Winston Chiong, MD, PhD, is the Mary Oakley Foundation Professor of Neuroethics in the UCSF Department of Neurology at the Weill Institute for Neurosciences, where he is based at the UCSF Edward and Pearl Fein Memory and Aging Center. He is the principal investigator of the UCSF Decision Lab, and his clinical practice focuses on Alzheimer’s disease, frontotemporal dementia, and other cognitive disorders of aging.
Dr. Chiong’s research bridges neuroscience, ethics, and health policy, with two main areas of focus. He investigates the neural basis of decision-making in the aging brain, examining how brain systems involved in financial and medical decisions are affected by health and disease. He also studies the ethical, policy, and health equity implications of altered brain function, drawing on the experiences of patients with brain diseases and individuals undergoing emerging brain-based therapies.

What you are asked to do — Continue the biographical profile of Winston Chiong from the point at which it ends.

Data to examine —

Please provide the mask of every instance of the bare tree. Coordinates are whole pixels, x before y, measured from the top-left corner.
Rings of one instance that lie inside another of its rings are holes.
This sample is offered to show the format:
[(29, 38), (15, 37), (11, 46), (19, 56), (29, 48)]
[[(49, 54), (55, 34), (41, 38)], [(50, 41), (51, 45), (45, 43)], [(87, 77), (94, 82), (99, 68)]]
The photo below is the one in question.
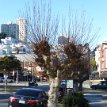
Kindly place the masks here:
[[(85, 55), (83, 54), (85, 44), (90, 43), (87, 40), (91, 40), (90, 35), (88, 35), (91, 27), (87, 28), (85, 22), (80, 23), (79, 26), (77, 20), (73, 19), (71, 23), (70, 19), (68, 28), (62, 26), (64, 32), (61, 32), (62, 35), (67, 34), (67, 44), (56, 51), (52, 51), (58, 35), (58, 17), (52, 17), (50, 3), (44, 4), (43, 1), (36, 1), (31, 7), (28, 7), (26, 12), (29, 38), (32, 49), (38, 56), (35, 61), (46, 69), (49, 76), (48, 107), (57, 107), (57, 91), (60, 81), (68, 78), (78, 78), (79, 81), (82, 75), (85, 78), (88, 74), (89, 63), (86, 58), (84, 59)], [(87, 53), (89, 54), (89, 51)]]

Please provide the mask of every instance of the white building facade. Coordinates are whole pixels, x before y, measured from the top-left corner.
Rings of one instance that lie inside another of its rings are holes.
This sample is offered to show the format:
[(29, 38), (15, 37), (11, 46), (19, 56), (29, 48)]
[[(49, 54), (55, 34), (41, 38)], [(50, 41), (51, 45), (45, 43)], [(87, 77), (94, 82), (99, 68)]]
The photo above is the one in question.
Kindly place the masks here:
[(9, 37), (13, 37), (18, 39), (19, 36), (19, 26), (17, 24), (2, 24), (1, 25), (1, 32), (7, 34)]
[(107, 41), (98, 45), (95, 51), (97, 71), (101, 78), (107, 78)]
[(27, 21), (26, 19), (17, 19), (16, 24), (19, 26), (19, 40), (27, 41)]

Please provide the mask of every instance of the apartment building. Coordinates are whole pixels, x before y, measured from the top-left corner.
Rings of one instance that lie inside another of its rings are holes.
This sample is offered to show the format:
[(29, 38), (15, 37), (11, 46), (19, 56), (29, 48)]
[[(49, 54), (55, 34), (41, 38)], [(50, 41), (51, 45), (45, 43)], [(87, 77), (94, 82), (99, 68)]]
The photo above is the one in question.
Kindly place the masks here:
[(16, 20), (16, 24), (19, 26), (19, 40), (27, 41), (27, 21), (26, 19), (19, 18)]
[(9, 37), (18, 39), (19, 37), (19, 26), (17, 24), (9, 23), (1, 25), (1, 32), (7, 34)]
[(95, 51), (97, 71), (101, 78), (107, 78), (107, 41), (97, 46)]

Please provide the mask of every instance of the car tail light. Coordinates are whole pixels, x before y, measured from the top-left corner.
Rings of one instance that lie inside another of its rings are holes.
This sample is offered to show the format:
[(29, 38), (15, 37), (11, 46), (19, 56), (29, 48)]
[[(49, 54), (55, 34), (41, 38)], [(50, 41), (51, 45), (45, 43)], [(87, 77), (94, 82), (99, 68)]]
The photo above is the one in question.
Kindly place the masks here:
[(17, 101), (17, 98), (10, 97), (10, 102), (16, 102), (16, 101)]
[(40, 101), (38, 101), (38, 100), (28, 100), (27, 104), (33, 105), (33, 104), (38, 104), (39, 102)]

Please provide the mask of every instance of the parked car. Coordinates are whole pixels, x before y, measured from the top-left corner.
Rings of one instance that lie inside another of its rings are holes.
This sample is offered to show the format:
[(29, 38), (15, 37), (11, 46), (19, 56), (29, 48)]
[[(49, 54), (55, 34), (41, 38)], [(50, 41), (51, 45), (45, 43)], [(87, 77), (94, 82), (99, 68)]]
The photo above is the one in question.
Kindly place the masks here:
[(95, 90), (96, 89), (106, 89), (107, 90), (107, 81), (101, 81), (98, 84), (91, 85), (90, 88), (95, 89)]
[(8, 107), (47, 107), (48, 96), (36, 88), (22, 88), (9, 98)]
[(14, 82), (14, 79), (7, 78), (7, 79), (4, 79), (3, 82), (12, 83), (12, 82)]

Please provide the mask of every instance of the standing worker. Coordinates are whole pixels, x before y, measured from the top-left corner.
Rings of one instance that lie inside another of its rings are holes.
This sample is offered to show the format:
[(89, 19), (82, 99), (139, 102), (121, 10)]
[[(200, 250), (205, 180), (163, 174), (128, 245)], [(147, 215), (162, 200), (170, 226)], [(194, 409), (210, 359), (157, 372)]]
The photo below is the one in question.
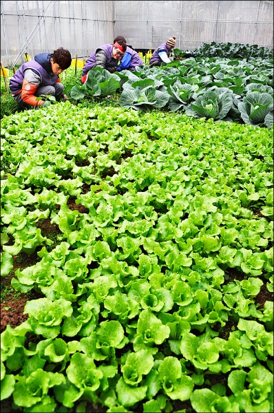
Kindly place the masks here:
[(169, 55), (176, 44), (176, 36), (173, 36), (154, 50), (149, 62), (150, 67), (160, 66), (162, 63), (167, 65), (171, 61)]
[(127, 45), (122, 40), (113, 44), (99, 46), (86, 60), (82, 72), (82, 83), (85, 83), (87, 73), (92, 67), (102, 67), (114, 73), (117, 70), (119, 59), (123, 56), (126, 48)]
[(10, 79), (9, 87), (14, 100), (24, 106), (48, 106), (50, 102), (37, 100), (38, 96), (55, 96), (57, 101), (63, 94), (64, 86), (59, 74), (72, 64), (72, 56), (68, 50), (59, 47), (53, 53), (40, 53), (34, 60), (23, 63)]
[[(125, 43), (127, 43), (127, 41), (123, 36), (118, 36), (118, 37), (116, 37), (114, 40), (114, 43), (118, 40), (122, 40)], [(132, 46), (127, 45), (127, 50), (120, 61), (120, 64), (117, 67), (117, 71), (120, 72), (121, 70), (135, 70), (137, 66), (140, 66), (143, 64), (144, 63), (140, 57), (139, 54), (134, 50)]]

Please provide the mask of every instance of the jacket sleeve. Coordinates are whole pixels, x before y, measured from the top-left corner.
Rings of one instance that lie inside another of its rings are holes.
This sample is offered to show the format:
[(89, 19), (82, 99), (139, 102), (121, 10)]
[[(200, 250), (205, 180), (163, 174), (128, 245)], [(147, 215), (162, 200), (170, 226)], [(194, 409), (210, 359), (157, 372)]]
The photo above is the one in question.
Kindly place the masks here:
[(169, 63), (171, 61), (169, 59), (166, 52), (159, 52), (159, 57), (165, 63)]
[(105, 67), (107, 65), (107, 57), (105, 50), (98, 50), (95, 55), (95, 59), (96, 61), (96, 67), (105, 69)]
[(34, 96), (37, 87), (38, 85), (30, 83), (30, 82), (27, 82), (25, 79), (23, 79), (21, 97), (25, 103), (32, 106), (41, 106), (44, 104), (43, 100), (36, 100), (36, 96)]

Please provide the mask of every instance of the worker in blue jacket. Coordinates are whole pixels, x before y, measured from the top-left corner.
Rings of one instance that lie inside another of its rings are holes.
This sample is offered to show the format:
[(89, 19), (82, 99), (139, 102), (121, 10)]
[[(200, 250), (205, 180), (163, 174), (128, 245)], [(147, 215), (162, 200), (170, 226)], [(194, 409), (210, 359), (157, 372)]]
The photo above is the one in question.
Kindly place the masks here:
[(162, 63), (167, 65), (171, 61), (169, 56), (176, 44), (176, 39), (173, 36), (154, 50), (149, 62), (150, 67), (160, 66)]

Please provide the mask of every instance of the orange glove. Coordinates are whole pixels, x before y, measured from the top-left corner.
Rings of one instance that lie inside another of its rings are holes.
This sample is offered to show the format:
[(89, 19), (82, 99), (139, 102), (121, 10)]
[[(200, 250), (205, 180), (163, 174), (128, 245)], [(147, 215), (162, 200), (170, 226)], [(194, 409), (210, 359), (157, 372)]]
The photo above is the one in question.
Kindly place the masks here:
[(38, 86), (26, 82), (25, 79), (23, 81), (22, 85), (22, 100), (28, 105), (32, 106), (41, 106), (43, 105), (43, 100), (36, 100), (36, 96), (34, 93), (36, 91)]

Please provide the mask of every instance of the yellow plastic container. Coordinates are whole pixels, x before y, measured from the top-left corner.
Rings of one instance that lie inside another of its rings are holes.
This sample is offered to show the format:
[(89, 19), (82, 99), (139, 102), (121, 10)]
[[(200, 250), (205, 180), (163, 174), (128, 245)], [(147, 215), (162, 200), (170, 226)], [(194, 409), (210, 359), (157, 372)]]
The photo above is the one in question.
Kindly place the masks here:
[(73, 59), (72, 61), (72, 66), (73, 67), (75, 67), (76, 63), (77, 67), (79, 67), (80, 69), (83, 69), (83, 67), (84, 67), (84, 65), (85, 65), (85, 61), (81, 61), (81, 60), (77, 59), (77, 63), (76, 63), (76, 59)]
[(9, 73), (10, 71), (8, 69), (3, 67), (1, 68), (1, 76), (3, 76), (3, 77), (8, 77)]

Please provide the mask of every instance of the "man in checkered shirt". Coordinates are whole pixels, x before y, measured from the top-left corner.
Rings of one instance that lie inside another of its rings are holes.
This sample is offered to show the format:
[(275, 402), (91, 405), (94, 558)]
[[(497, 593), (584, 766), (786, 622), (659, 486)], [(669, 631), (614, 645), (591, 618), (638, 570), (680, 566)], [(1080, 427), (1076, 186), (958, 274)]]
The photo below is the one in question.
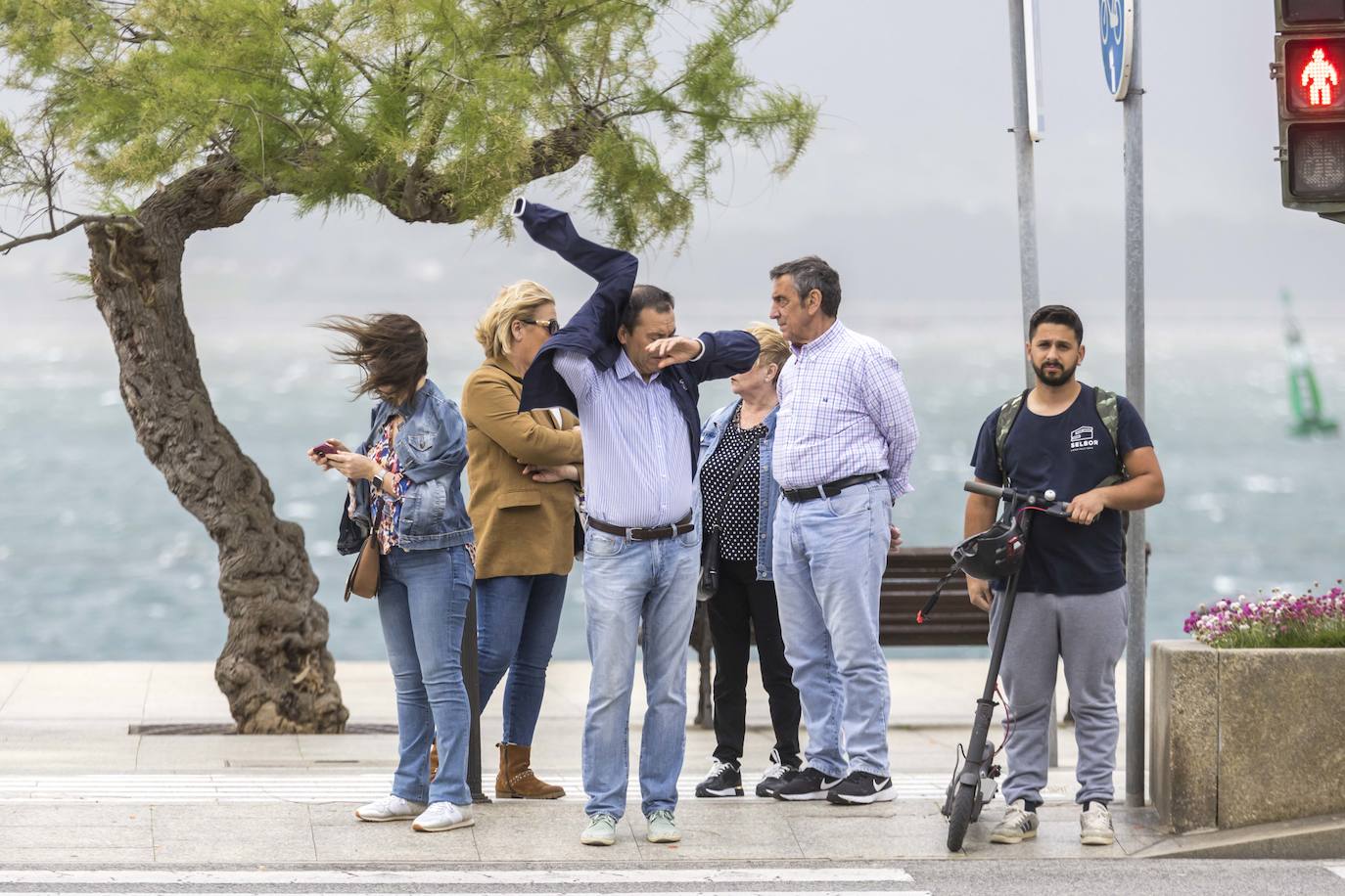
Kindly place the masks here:
[(779, 799), (886, 802), (888, 664), (878, 588), (901, 541), (893, 502), (919, 433), (901, 368), (838, 320), (841, 277), (810, 255), (771, 270), (790, 340), (775, 437), (775, 583), (784, 652), (808, 725), (807, 767)]

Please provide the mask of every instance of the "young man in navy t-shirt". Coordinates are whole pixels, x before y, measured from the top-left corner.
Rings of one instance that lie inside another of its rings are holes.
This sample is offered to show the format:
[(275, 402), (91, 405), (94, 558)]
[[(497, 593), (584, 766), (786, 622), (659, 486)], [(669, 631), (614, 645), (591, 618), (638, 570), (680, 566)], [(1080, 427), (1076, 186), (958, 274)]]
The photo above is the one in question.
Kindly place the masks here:
[[(1002, 451), (995, 410), (981, 426), (972, 457), (976, 480), (1028, 492), (1054, 489), (1069, 502), (1069, 519), (1036, 514), (1028, 555), (1018, 576), (1018, 599), (1005, 645), (1003, 680), (1013, 727), (1009, 775), (1003, 782), (1003, 819), (990, 841), (1018, 844), (1037, 836), (1037, 807), (1046, 786), (1050, 699), (1056, 661), (1064, 658), (1069, 705), (1079, 744), (1080, 842), (1115, 842), (1107, 803), (1116, 768), (1116, 662), (1126, 647), (1126, 568), (1122, 510), (1141, 510), (1163, 500), (1163, 474), (1139, 412), (1115, 398), (1112, 441), (1096, 391), (1075, 379), (1084, 360), (1084, 326), (1064, 305), (1032, 316), (1028, 360), (1037, 383), (1022, 400)], [(1011, 408), (1009, 408), (1011, 410)], [(1118, 463), (1119, 461), (1119, 463)], [(1120, 466), (1126, 478), (1102, 486)], [(994, 523), (998, 502), (967, 497), (966, 536)], [(1003, 583), (967, 576), (971, 603), (998, 625)], [(998, 592), (998, 594), (997, 594)]]

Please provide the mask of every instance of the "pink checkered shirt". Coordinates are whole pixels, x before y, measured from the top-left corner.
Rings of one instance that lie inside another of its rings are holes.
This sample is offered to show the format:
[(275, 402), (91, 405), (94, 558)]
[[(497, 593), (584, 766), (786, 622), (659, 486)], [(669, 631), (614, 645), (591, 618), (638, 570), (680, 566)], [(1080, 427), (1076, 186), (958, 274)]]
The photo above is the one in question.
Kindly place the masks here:
[(892, 500), (911, 492), (907, 474), (920, 431), (901, 367), (877, 340), (837, 321), (780, 371), (775, 478), (804, 489), (886, 472)]

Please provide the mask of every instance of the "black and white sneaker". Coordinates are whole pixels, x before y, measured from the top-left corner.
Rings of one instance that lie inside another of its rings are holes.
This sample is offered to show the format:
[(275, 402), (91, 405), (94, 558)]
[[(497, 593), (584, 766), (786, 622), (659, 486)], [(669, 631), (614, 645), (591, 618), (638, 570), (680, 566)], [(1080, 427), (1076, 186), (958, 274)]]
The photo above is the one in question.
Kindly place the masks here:
[(775, 791), (776, 799), (826, 799), (841, 778), (827, 778), (816, 768), (804, 768)]
[(775, 797), (775, 791), (779, 790), (781, 785), (794, 780), (798, 775), (799, 768), (780, 762), (780, 752), (777, 750), (772, 750), (771, 764), (767, 766), (764, 772), (761, 772), (761, 780), (757, 782), (757, 797)]
[(851, 771), (827, 794), (827, 802), (838, 806), (866, 806), (892, 802), (896, 798), (897, 791), (892, 789), (892, 778), (880, 778), (868, 771)]
[(710, 774), (695, 786), (697, 797), (741, 797), (742, 795), (742, 768), (736, 762), (721, 762), (718, 759), (710, 764)]

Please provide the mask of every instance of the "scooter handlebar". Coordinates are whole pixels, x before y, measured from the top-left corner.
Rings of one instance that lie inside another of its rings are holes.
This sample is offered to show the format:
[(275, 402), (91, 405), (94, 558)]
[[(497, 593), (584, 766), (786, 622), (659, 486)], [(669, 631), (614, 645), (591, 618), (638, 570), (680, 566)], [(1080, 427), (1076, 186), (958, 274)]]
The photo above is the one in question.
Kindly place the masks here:
[(970, 480), (962, 484), (962, 488), (972, 494), (983, 494), (987, 498), (995, 498), (997, 501), (1003, 497), (1005, 490), (998, 485), (990, 485), (989, 482), (976, 482)]

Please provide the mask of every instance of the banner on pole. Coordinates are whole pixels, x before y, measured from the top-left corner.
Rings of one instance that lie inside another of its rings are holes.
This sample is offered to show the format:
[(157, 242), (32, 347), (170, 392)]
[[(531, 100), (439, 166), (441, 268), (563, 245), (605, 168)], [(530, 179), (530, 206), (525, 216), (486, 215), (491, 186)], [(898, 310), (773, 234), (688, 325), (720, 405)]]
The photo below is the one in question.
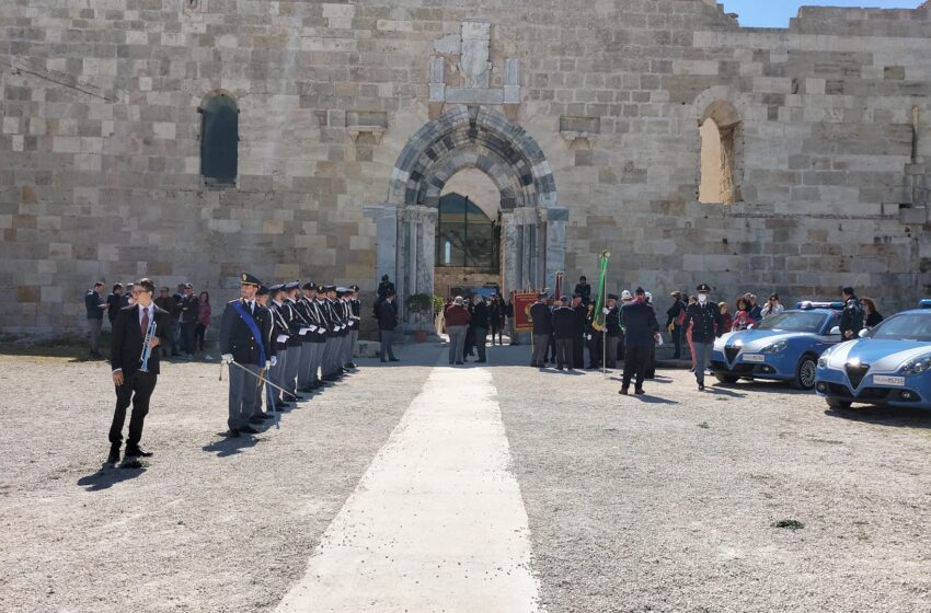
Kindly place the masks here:
[(530, 307), (537, 302), (537, 292), (515, 291), (513, 296), (514, 329), (516, 332), (531, 332), (533, 329), (533, 319), (530, 316)]

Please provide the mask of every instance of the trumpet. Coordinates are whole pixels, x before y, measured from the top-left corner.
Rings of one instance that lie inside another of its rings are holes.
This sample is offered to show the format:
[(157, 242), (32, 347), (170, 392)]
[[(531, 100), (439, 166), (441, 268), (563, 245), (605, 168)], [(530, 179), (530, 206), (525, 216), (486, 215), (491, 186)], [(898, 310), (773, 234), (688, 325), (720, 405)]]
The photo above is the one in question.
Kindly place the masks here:
[(156, 317), (149, 322), (149, 327), (146, 329), (146, 338), (142, 340), (142, 356), (139, 358), (142, 366), (139, 367), (140, 372), (149, 372), (149, 357), (152, 355), (152, 348), (149, 346), (152, 337), (156, 335)]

Response below —
As director of UCSF Bioethics and a member of the UCSF Medical Center Ethics Committee, Dr. Chiong plays a key role in addressing complex ethical issues in healthcare and research. Beyond UCSF, he serves on the Neuroethics Working Group for the NIH BRAIN Initiative Multi-Council Working Group and is a member of the Board of Directors for the International Neuroethics Society.
Dr. Chiong’s interdisciplinary training in clinical medicine, philosophy, and cognitive neuroscience informs his research and clinical work. He earned his PhD in philosophy from New York University and his MD from UCSF, followed by an internship in internal medicine at Stanford University and neurology residency training at UCSF. He completed postdoctoral research in cognitive neuroscience and neuroimaging at UC Berkeley, along with clinical training in dementia at the UCSF Fein Memory and Aging Center.